New research from CHILD and the Computational Genomics Laboratory at Queen’s University sheds light on how interactions between our genes and early-life environment impact our gut microbes and risk of asthma and allergies.
Published in The Journal of Allergy and Clinical Immunology (JACI), these new findings highlight the importance of considering human genomics in microbiome research—the study of how the microbes living in and on our bodies influence our health. This new research also identifies several early-life exposures that influence allergy and asthma risk, informing on potential early-life risk factors, which could help in the development of preventative interventions.
“Our study supports past research findings from CHILD and other studies revealing important associations between gut microbes and risk of developing asthma or allergies,” comments first author Sara Stickley, a PhD candidate in the Experimental Medicine program of the Department of Biomedical and Molecular Sciences at Queen’s University.
“Earlier CHILD research also demonstrated how environmental factors—like whether babies are born vaginally or by c-section, antibiotics use, or whether there are furry pets in the home—impact our gut microbiome.”
“Our new study is among the first to look at early-life influences on the infant gut microbiome through a genomics lens: adding the crucial consideration of our genetic predispositions to the puzzle.”
For this study, researchers analyzed the bacterial content of stool samples taken from nearly 800 CHILD participants at 3 months and 1 year of age. Using a machine-learning algorithm, they identified clusters of correlated microbes in the stool associated with the development of asthma or allergic sensitivity by age 5 years. Participants were assessed for indications of asthma and allergic sensitivity at age 5 years through medical records as well as tests conducted by CHILD clinicians.

######

#### EXERCISE PROMPT
Continue the article on infant gut microbes and asthma risk from where it stops.

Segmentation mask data
######

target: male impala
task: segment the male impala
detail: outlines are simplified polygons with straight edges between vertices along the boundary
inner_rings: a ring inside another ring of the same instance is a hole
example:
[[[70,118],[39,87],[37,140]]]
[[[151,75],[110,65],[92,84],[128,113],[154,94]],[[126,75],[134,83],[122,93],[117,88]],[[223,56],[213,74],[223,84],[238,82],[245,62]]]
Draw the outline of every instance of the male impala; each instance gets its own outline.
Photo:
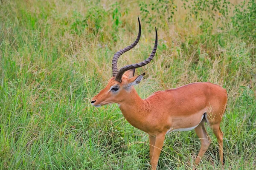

######

#### RESPONSE TO THE TASK
The researchers next performed genome-wide association studies (GWAS) to identify genomic variations associated with gut microbiota among the infants—focusing on those bacteria associated with asthma and allergy risk.
Then they analyzed how various environmental exposures during childhood potentially interact with genomic variations to influence gut microbiota of the infants. To do this, they used information CHILD had collected about environmental exposures from hospital records, questionnaires completed by the parents of participants when they were babies, and comprehensive assessments conducted in each family’s home.
“We were able to clearly identify gut microbes associated with respiratory and allergy-related outcomes, some of which differed between girls and boys,” states lead researcher Dr. Qingling Duan, a Queen’s National Scholar in Bioinformatics and head of the Computational Genomics Laboratory at Queen’s University. “And we were able to further link these microbes with the participants’ genomics and early-life environmental exposures.”
For example, they found that the gut bacterium known as Blautia obeum was associated with variants in the MARCO gene and a lower prevalence of food sensitizations among the children. They also found variants in the SMAD2 gene were associated with a cluster of gut bacteria implicated with asthma risk; however, this genetic association varied with breastfeeding duration among the infants.
These findings improve our understanding of the mechanisms by which genomic and environmental factors contribute to risk of asthma and atopic sensitizations, which could inform new strategies for prevention and treatment of such diseases in the future, the researchers note.
“It is a major challenge for health researchers to parse out all the genomic and non-genomic risk factors, their relative importance, and their interactions with each other,” adds Dr. Duan.
“We are tremendously fortunate to have a research platform like CHILD available to us, and to have families as generous as those involved in CHILD. Few studies have collected so much data over many years from such a large sampling of people, allowing us to conduct such innovative and nuanced studies of factors contributing to complex diseases.”